§ JOB:
Rewrite the listing from the line containing "class: red stripe on flag ; detect_all=true" down to the line containing "141,282 -> 263,573", swapping every "balloon" for "bubble" and leaving everything else the same.

[Records from a collection]
■ ■ ■ ■ ■

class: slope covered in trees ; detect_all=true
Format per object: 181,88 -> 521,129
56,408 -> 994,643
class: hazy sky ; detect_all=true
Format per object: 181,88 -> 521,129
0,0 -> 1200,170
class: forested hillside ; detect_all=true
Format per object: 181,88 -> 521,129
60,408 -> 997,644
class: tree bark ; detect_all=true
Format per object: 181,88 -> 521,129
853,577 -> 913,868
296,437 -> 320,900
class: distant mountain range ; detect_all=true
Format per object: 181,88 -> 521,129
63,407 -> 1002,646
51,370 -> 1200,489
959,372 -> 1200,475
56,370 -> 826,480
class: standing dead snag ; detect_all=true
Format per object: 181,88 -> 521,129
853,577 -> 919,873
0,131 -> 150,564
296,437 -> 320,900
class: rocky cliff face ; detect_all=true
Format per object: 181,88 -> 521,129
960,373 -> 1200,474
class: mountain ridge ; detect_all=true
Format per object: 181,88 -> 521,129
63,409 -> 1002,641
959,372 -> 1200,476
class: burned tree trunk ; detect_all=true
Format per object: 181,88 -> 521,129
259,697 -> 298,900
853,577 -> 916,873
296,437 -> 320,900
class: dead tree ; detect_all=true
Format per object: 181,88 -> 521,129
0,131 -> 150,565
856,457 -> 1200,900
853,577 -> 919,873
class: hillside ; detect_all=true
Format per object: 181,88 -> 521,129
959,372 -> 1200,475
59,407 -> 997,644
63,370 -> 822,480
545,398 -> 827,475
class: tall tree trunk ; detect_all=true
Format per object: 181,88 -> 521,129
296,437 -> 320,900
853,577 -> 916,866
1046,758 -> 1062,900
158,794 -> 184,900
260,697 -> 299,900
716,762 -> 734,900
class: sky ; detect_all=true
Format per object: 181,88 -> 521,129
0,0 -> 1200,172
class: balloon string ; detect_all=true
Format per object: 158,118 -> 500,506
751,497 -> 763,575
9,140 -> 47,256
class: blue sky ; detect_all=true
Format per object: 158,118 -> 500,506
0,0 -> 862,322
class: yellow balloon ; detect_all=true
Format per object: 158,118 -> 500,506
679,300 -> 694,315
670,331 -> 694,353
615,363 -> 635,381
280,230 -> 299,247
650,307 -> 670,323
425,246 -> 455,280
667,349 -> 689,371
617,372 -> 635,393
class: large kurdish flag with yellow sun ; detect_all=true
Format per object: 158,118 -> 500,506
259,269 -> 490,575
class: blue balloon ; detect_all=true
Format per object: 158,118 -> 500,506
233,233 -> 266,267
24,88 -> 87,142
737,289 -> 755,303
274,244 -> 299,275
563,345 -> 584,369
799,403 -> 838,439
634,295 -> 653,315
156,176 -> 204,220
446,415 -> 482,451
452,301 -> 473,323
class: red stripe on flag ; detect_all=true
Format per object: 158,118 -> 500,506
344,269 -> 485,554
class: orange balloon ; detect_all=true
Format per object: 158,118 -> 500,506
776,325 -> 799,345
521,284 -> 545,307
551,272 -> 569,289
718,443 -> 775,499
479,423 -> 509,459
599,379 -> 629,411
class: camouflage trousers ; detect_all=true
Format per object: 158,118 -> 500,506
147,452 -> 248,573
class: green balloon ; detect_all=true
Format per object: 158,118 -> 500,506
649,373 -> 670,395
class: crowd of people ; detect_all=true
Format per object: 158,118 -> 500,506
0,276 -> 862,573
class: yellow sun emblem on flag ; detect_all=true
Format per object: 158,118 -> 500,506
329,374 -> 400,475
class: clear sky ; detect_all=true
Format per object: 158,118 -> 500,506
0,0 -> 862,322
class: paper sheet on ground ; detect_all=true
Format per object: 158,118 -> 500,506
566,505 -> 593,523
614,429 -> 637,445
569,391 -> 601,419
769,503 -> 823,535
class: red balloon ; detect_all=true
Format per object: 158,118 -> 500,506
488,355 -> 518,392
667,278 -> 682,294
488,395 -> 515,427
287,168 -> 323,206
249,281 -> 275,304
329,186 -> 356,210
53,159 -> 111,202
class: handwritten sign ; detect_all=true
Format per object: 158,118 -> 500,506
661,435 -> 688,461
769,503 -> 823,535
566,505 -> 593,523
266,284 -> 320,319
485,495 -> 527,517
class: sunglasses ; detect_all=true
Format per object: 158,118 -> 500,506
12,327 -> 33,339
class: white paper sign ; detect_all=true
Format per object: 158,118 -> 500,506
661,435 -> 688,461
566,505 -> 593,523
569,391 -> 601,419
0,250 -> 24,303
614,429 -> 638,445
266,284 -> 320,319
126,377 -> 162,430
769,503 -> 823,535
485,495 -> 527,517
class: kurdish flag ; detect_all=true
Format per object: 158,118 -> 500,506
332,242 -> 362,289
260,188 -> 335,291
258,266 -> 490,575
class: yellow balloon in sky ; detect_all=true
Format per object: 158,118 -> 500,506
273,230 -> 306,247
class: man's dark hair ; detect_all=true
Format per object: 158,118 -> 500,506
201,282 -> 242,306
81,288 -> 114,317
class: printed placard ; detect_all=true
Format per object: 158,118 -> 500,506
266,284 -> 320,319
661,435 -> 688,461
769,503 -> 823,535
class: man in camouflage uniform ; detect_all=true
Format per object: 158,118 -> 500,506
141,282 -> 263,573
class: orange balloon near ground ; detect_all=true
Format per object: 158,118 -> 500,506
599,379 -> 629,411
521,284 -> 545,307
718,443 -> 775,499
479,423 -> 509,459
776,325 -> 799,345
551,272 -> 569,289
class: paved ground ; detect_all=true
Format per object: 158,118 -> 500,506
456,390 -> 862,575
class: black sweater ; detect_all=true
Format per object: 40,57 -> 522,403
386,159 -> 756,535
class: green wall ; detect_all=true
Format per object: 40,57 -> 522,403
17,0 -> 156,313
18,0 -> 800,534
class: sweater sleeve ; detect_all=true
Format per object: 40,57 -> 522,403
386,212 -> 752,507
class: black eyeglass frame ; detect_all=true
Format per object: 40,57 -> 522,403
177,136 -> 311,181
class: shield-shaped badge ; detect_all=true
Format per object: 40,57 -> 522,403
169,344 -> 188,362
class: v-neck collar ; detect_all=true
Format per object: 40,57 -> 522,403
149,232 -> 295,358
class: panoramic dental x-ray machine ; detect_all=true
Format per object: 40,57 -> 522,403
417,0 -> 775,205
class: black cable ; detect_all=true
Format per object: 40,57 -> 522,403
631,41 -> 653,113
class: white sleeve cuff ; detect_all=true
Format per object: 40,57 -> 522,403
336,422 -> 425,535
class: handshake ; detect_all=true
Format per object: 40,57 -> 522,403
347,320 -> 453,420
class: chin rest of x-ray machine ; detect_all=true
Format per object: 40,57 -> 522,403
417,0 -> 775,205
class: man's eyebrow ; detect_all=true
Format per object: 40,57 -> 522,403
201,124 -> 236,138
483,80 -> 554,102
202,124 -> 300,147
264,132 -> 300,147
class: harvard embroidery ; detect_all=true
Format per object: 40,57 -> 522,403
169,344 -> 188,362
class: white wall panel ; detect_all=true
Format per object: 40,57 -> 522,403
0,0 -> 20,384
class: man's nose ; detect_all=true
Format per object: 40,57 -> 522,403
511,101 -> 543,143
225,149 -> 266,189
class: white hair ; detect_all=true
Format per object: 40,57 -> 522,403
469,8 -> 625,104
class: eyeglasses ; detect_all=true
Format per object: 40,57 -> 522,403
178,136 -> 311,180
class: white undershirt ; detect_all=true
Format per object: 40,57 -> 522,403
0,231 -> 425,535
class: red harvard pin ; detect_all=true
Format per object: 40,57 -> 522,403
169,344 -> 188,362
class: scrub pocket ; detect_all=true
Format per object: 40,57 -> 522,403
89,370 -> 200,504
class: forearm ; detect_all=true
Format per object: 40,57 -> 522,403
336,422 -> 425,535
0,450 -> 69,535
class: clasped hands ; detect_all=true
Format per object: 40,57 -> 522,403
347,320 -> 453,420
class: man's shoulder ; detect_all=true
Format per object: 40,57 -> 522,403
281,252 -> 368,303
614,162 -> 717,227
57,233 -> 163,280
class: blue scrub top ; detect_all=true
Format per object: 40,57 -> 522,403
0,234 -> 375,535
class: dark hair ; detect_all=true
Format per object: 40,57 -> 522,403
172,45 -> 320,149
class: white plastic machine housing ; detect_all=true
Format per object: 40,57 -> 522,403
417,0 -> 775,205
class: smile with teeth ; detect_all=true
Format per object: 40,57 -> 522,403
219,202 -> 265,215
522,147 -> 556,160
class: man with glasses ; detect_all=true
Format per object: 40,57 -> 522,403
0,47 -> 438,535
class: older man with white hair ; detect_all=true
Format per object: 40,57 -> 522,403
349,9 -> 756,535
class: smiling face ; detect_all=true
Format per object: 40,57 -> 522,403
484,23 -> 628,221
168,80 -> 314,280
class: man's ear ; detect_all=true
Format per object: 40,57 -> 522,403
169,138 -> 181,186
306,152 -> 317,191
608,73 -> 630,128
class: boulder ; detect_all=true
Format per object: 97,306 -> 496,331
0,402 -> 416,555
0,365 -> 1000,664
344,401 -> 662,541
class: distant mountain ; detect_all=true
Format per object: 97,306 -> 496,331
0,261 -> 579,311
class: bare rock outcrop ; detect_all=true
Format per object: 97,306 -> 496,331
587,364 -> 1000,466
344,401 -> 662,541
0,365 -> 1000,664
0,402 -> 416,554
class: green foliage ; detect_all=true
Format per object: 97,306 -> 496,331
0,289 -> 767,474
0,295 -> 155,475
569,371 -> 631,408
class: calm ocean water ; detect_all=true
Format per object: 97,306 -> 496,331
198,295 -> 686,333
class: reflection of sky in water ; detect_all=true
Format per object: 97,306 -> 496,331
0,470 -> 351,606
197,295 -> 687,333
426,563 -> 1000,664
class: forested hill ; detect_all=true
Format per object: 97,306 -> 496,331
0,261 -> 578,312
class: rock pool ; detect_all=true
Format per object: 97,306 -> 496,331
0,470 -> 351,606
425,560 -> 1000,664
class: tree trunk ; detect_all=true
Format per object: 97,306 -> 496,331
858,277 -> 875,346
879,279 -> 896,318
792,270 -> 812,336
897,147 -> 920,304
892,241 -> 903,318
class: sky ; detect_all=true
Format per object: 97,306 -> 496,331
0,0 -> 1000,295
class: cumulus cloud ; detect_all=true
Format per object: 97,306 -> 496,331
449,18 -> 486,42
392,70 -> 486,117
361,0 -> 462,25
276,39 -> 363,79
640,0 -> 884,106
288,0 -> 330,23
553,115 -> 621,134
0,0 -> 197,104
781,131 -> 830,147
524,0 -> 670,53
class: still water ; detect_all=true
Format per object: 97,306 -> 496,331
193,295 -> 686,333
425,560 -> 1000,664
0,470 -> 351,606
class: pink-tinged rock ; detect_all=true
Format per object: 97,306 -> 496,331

■ ■ ■ ■ ■

§ EXERCISE RESULT:
class: red stripe on flag ; detect_all=true
Format per object: 158,118 -> 500,506
344,269 -> 485,554
class: orange bubble ; detect_all=true
Format per object: 158,118 -> 500,506
776,325 -> 799,345
521,284 -> 545,307
551,272 -> 569,289
718,443 -> 775,499
479,423 -> 509,459
599,379 -> 629,411
class: camouflage trousers ; detect_all=true
Format per object: 158,118 -> 500,506
147,452 -> 248,573
class: green bubble ; detect_all=true
Format per object: 158,118 -> 500,506
649,373 -> 670,395
class: crowd of people ; detect_all=true
Format per object: 158,118 -> 500,506
0,276 -> 862,573
class: yellow sun emblem on flag ; detect_all=true
Format per object: 158,118 -> 500,506
329,374 -> 400,475
class: clear sky ; detect_all=true
Format per object: 158,118 -> 500,506
0,0 -> 862,322
class: paper sheet on ground ; detect_all=true
Format per object: 158,118 -> 500,506
566,505 -> 593,523
614,429 -> 637,445
569,391 -> 601,419
769,503 -> 823,535
class: red bubble ; detect_all=true
Format per object: 158,118 -> 500,506
488,355 -> 518,392
667,278 -> 682,294
488,395 -> 515,427
287,168 -> 323,206
249,281 -> 275,304
329,186 -> 356,210
53,159 -> 111,202
class: handwritten sign ; detect_all=true
Format per object: 158,118 -> 500,506
661,435 -> 688,461
769,503 -> 823,535
566,505 -> 593,523
266,284 -> 320,319
485,495 -> 527,517
class: sunglasses ; detect_all=true
Format per object: 158,118 -> 500,506
12,327 -> 33,339
class: white paper sign ; detect_all=true
Format per object: 158,118 -> 500,506
661,435 -> 688,461
566,505 -> 593,523
569,391 -> 601,419
0,250 -> 24,303
614,429 -> 638,445
266,284 -> 320,319
126,377 -> 162,430
769,503 -> 823,535
485,495 -> 527,517
class: kurdish flag ; detect_all=true
Format per object: 158,118 -> 500,506
332,242 -> 362,289
260,188 -> 335,291
258,266 -> 490,575
class: yellow bubble in sky ; detect_all=true
Format per object: 158,118 -> 500,506
273,230 -> 306,247
class: man's dark hair ; detect_all=true
Format per object: 158,118 -> 500,506
201,282 -> 242,306
81,288 -> 114,317
class: printed placard ; detect_all=true
Format per object: 158,118 -> 500,506
266,284 -> 320,319
661,435 -> 688,461
769,503 -> 823,535
class: man in camouflage uniform ; detect_all=true
Format per object: 158,118 -> 500,506
141,282 -> 263,573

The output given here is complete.